▶ **SOURCE DOCUMENT**:
════
Reverse: Portrait of Venustiano Carranza Garza to the right and 7 points above (100 in Braille)
Lettering: ⠂⠴⠴
$100
V.CARRANZA
Translation: 100
100 Pesos

Obverse: "Estados Unidos Mexicanos" in a semicircle over the Mexican coat of arms: a Mexican golden eagle standing on a prickly pear cactus devouring a rattlesnake. At the base of the cactus, there is a holm oak (Encino) branch on one side and a laurel branch on the other.
Lettering: ESTADOS UNIDOS MEXICANOS
Translation: United Mexican States

Edge: Paired Reeding (6 milled parts interrupted by short smooth parts)

Features
Issuer Mexico
Period United Mexican States (1905-date)
Type Standard circulation coin
Years 1984-1992
Value 100 Pesos (100 MXP)
Currency Peso (1863-1992)
Composition Aluminium-bronze
Weight 11.97 g
Diameter 26.5 mm
Thickness 2.8 mm
Shape Round
Technique Milled
Orientation Coin alignment ↑↓
Demonetized 15 November 1995
Number N# 961
References KM# 493, Schön# 86

Wikipedia:
José Venustiano Carranza de la Garza; 29 December 1859 – 21 May 1920) was a Mexican wealthy land owner and politician who was Governor of Coahuila when the constitutionally-elected president Francisco I. Madero was overthrown in a February 1913 right-wing military coup. Known as the Primer Jefe or "First Chief" of the Constitutionalist faction in the Mexican Revolution, Carranza was a shrewd civilian politician. He supported Madero's challenge to the Díaz regime in the 1910 elections, but became a critic of Madero once Díaz was overthrown in May 1911. Madero did appoint him the governor of Coahuila. When Madero was murdered during the February 1913 counter-revolutionary coup, Carranza drew up the Plan of Guadalupe, a purely political plan to oust Madero's usurper, General Victoriano Huerta. As a sitting governor when Madero was overthrown, Carranza held legitimate power and he became the leader of the northern coalition opposed to Huerta. The Constitutionalist faction was victorious and Huerta ousted in July 1914. Carranza did not assume the title of provisional president of Mexico, as called for in his Plan of Guadalupe, since it would have prevented his running for constitutional president once elections were held. His government in this period was in a preconstitutional, extralegal state, to which both his best generals, Álvaro Obregón and Pancho Villa objected. The factions of the coalition against Huerta fell apart and a bloody civil war of the winners ensued, with Obregón remaining loyal to Carranza and Villa, now allied with peasant leader Emiliano Zapata, breaking with him. The Constitutionalist Army under Obregón defeated Villa in the north, and Zapata and the peasant army of Morelos returned to guerrilla warfare. Carranza's position was secure enough politically and militarily to take power in Mexico City, although Zapata and Pancho Villa remained threats. Carranza consolidated enough power in the capital that he called a constitutional convention in 1916 to revise the 1857 liberal constitution. The Constitutionalist faction had fought to defend it and return Mexico to constitutional rule. With the promulgation of a new revolutionary Mexican Constitution of 1917, he was elected president, serving from 1917 to 1920.
════
▶ **PROVIDED MATERIAL**:
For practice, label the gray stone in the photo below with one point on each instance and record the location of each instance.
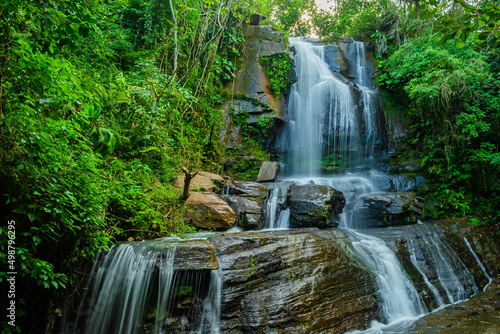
(293, 282)
(248, 210)
(250, 86)
(314, 206)
(389, 209)
(268, 171)
(246, 188)
(195, 255)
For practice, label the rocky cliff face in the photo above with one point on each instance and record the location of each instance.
(251, 93)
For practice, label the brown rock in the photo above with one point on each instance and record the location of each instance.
(207, 210)
(268, 171)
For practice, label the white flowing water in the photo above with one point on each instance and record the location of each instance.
(322, 113)
(120, 288)
(421, 265)
(368, 95)
(210, 320)
(400, 300)
(323, 119)
(479, 263)
(135, 280)
(166, 276)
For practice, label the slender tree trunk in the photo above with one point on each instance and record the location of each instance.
(189, 175)
(176, 51)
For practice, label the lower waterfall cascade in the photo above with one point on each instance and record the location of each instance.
(139, 287)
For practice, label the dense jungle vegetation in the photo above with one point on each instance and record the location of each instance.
(102, 102)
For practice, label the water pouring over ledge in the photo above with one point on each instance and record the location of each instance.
(324, 121)
(210, 289)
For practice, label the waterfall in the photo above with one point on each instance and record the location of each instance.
(135, 287)
(400, 299)
(210, 320)
(323, 123)
(368, 96)
(277, 217)
(121, 283)
(322, 113)
(419, 263)
(479, 263)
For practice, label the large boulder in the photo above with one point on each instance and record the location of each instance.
(247, 200)
(246, 188)
(199, 182)
(389, 209)
(268, 171)
(248, 210)
(206, 210)
(314, 206)
(195, 255)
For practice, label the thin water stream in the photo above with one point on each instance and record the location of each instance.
(138, 280)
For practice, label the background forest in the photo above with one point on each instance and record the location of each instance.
(102, 102)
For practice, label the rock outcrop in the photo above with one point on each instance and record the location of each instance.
(251, 93)
(314, 206)
(206, 210)
(247, 200)
(292, 282)
(389, 209)
(268, 171)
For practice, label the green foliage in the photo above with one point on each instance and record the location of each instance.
(453, 99)
(95, 120)
(277, 68)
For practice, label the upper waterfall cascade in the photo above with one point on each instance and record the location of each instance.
(137, 288)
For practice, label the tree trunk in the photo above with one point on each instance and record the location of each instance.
(189, 175)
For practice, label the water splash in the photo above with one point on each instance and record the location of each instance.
(322, 113)
(399, 298)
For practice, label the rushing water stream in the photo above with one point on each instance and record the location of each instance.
(138, 280)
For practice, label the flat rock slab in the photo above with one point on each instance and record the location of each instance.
(268, 171)
(206, 210)
(300, 281)
(314, 205)
(195, 255)
(389, 209)
(250, 189)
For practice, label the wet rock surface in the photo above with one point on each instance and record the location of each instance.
(314, 206)
(427, 242)
(195, 255)
(250, 87)
(247, 199)
(480, 314)
(268, 172)
(206, 210)
(389, 209)
(301, 281)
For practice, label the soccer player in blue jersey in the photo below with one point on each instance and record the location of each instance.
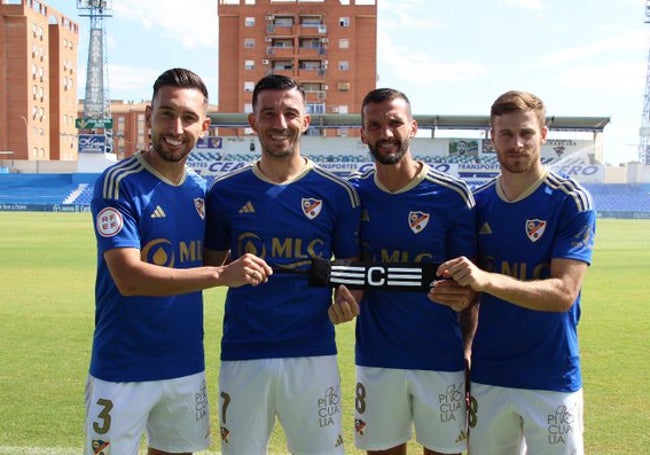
(536, 233)
(278, 352)
(409, 350)
(147, 365)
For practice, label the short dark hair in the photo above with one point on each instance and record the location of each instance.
(276, 82)
(182, 78)
(379, 95)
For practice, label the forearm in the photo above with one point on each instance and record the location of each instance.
(549, 294)
(152, 280)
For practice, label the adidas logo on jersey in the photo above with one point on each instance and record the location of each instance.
(485, 229)
(247, 208)
(158, 213)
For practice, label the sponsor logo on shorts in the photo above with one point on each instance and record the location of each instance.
(101, 447)
(359, 426)
(329, 406)
(451, 403)
(201, 402)
(225, 433)
(560, 426)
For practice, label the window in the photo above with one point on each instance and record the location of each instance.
(310, 21)
(283, 21)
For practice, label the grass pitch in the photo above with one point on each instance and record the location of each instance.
(47, 270)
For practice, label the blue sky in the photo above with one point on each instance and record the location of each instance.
(582, 57)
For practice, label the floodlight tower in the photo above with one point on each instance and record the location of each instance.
(97, 102)
(644, 132)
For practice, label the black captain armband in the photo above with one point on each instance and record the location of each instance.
(366, 275)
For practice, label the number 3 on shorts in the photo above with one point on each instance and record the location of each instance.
(104, 415)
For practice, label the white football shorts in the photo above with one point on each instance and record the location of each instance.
(389, 402)
(509, 421)
(174, 413)
(304, 393)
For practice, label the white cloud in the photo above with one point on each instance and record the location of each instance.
(626, 77)
(630, 41)
(403, 15)
(176, 19)
(535, 5)
(418, 66)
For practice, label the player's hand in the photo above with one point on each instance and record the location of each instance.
(450, 293)
(247, 269)
(464, 272)
(345, 306)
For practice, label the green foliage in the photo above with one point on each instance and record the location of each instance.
(47, 270)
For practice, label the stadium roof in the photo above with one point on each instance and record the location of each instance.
(432, 122)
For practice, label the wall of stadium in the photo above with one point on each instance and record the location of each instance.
(473, 160)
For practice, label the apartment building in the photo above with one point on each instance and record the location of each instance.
(38, 82)
(329, 46)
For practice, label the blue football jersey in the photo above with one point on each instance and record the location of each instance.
(514, 346)
(147, 338)
(429, 221)
(316, 215)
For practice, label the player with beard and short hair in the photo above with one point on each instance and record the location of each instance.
(536, 236)
(409, 350)
(147, 371)
(278, 351)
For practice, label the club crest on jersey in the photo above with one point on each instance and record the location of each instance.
(418, 221)
(535, 229)
(311, 207)
(199, 204)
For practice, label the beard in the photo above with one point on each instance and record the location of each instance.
(165, 151)
(518, 165)
(393, 158)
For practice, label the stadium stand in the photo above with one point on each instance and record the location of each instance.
(43, 188)
(619, 197)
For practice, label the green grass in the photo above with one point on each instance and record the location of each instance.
(47, 270)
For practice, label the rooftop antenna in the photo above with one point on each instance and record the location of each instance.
(644, 131)
(97, 102)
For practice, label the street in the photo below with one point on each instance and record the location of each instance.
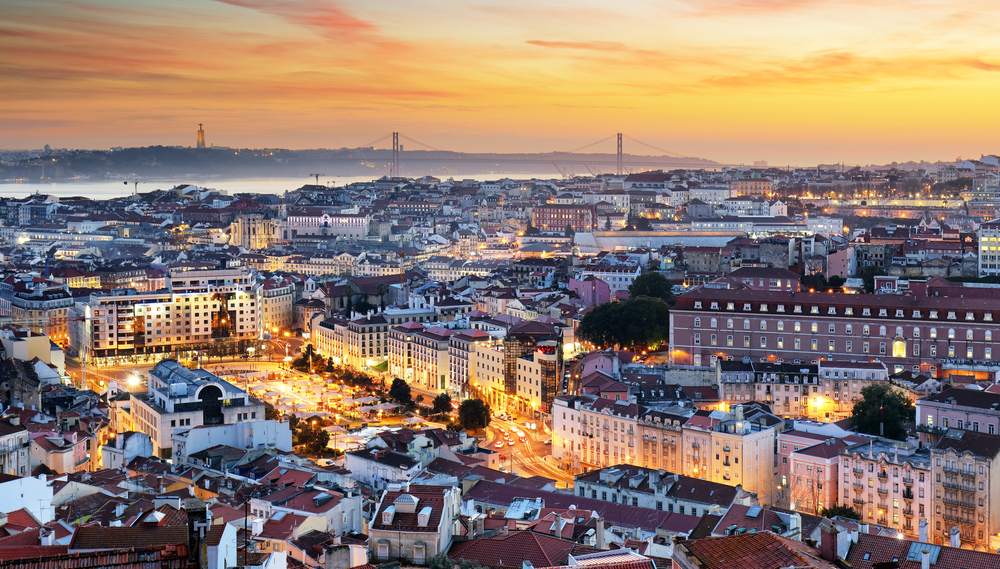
(527, 458)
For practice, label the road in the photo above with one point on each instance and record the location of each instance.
(526, 459)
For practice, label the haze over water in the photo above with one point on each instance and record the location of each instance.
(108, 189)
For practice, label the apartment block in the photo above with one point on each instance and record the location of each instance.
(966, 483)
(179, 399)
(199, 307)
(889, 483)
(915, 333)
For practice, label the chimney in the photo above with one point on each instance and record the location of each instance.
(795, 527)
(198, 525)
(828, 542)
(599, 534)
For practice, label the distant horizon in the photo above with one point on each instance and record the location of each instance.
(792, 82)
(747, 164)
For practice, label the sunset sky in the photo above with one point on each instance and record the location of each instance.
(788, 81)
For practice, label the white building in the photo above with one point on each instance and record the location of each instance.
(180, 399)
(259, 435)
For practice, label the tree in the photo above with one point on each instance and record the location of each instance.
(474, 414)
(382, 289)
(400, 391)
(881, 406)
(639, 324)
(653, 285)
(442, 404)
(270, 413)
(314, 438)
(842, 511)
(814, 281)
(868, 275)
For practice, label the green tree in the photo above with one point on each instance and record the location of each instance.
(814, 281)
(842, 511)
(270, 413)
(868, 275)
(882, 406)
(474, 414)
(400, 391)
(639, 324)
(442, 404)
(653, 285)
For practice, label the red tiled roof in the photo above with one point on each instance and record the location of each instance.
(763, 550)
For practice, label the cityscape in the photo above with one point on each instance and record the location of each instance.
(327, 285)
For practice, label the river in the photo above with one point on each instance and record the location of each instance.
(107, 189)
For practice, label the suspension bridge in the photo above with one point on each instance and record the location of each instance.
(616, 154)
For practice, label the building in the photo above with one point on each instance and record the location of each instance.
(199, 307)
(918, 333)
(891, 484)
(15, 447)
(461, 366)
(957, 408)
(989, 249)
(414, 522)
(556, 218)
(658, 490)
(275, 300)
(966, 482)
(179, 399)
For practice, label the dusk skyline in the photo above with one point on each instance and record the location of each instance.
(790, 82)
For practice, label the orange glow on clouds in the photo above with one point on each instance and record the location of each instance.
(789, 81)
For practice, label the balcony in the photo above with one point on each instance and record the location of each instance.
(959, 487)
(959, 519)
(959, 503)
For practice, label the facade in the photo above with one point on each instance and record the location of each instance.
(414, 522)
(180, 398)
(461, 367)
(989, 249)
(275, 302)
(15, 447)
(658, 490)
(966, 482)
(889, 483)
(200, 307)
(915, 333)
(555, 218)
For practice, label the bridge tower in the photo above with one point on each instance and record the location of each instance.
(619, 161)
(395, 155)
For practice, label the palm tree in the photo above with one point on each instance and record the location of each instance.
(382, 289)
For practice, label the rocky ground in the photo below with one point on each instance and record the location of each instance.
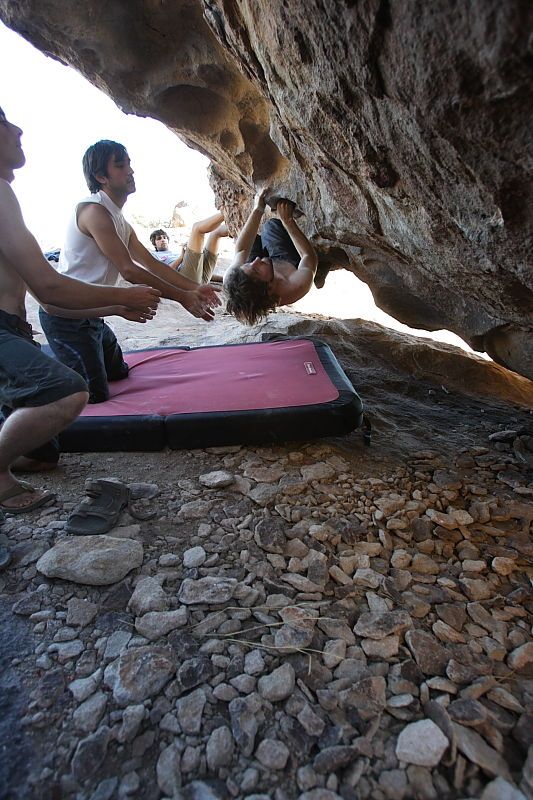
(316, 620)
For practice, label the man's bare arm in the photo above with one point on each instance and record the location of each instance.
(246, 237)
(21, 251)
(96, 313)
(95, 221)
(301, 280)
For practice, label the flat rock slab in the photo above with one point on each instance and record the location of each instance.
(139, 674)
(92, 560)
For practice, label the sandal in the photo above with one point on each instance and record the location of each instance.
(101, 509)
(23, 488)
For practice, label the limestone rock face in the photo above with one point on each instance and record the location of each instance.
(401, 129)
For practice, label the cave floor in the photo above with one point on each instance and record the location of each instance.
(313, 620)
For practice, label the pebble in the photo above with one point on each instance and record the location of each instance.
(139, 673)
(376, 625)
(219, 748)
(148, 595)
(422, 743)
(93, 560)
(157, 624)
(218, 479)
(521, 659)
(194, 557)
(210, 590)
(272, 754)
(278, 685)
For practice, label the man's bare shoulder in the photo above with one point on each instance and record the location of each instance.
(91, 215)
(6, 193)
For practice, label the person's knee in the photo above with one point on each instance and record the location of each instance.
(71, 406)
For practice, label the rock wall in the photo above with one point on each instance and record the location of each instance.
(401, 128)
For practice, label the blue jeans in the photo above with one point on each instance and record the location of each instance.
(90, 348)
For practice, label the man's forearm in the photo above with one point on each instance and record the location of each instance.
(83, 313)
(247, 236)
(300, 240)
(70, 293)
(172, 289)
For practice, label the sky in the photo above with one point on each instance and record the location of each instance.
(61, 114)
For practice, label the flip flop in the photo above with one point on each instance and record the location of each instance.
(100, 510)
(23, 488)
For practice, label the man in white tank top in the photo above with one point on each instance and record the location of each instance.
(99, 246)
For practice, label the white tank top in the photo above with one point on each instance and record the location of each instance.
(81, 257)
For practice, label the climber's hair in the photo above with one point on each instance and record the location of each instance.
(249, 300)
(97, 157)
(156, 233)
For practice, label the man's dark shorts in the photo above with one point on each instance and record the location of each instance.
(28, 377)
(275, 243)
(90, 348)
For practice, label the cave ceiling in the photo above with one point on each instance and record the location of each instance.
(402, 129)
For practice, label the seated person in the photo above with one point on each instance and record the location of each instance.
(160, 242)
(100, 246)
(197, 262)
(273, 269)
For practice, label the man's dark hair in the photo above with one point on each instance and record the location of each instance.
(248, 299)
(97, 157)
(155, 234)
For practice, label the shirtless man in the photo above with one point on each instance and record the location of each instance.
(39, 395)
(273, 269)
(100, 246)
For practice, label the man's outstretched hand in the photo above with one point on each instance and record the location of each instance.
(142, 299)
(201, 301)
(260, 199)
(134, 316)
(285, 210)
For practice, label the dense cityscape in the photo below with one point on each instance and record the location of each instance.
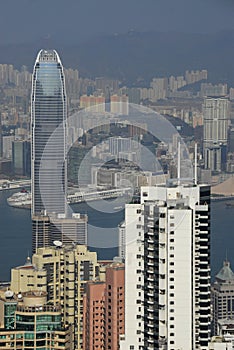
════
▶ **REQUIRED TASKS**:
- A) Using the coin description, answer the following:
(i) What is the coin's diameter?
(ii) On what date was the coin demonetized?
(iii) In what year did Carranza call a constitutional convention?
- B) Return every line of the rows that contains the string "rocky".
The rows have no connection to the coin description.

▶ **ANSWERS PROVIDED**:
- A)
(i) 26.5 mm
(ii) 15 November 1995
(iii) 1916

- B)
For practice, label the rocky cliff face in the photo above with one point on each instance and record the location of each instance.
For practice, label the rocky ground in the photo below with one point on each instance and record the location of each instance.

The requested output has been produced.